The response should contain every entry, reproduced exactly.

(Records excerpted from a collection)

—————

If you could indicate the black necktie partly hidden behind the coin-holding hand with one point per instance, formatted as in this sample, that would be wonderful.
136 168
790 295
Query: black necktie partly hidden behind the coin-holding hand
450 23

—————

→ **WRITTEN ANSWER**:
If you could indicate the black necktie partly hidden behind the coin-holding hand with one point per instance, formatted as in this sample, that would be wonderful.
136 168
790 295
Query: black necktie partly hidden behind the coin-holding hand
450 23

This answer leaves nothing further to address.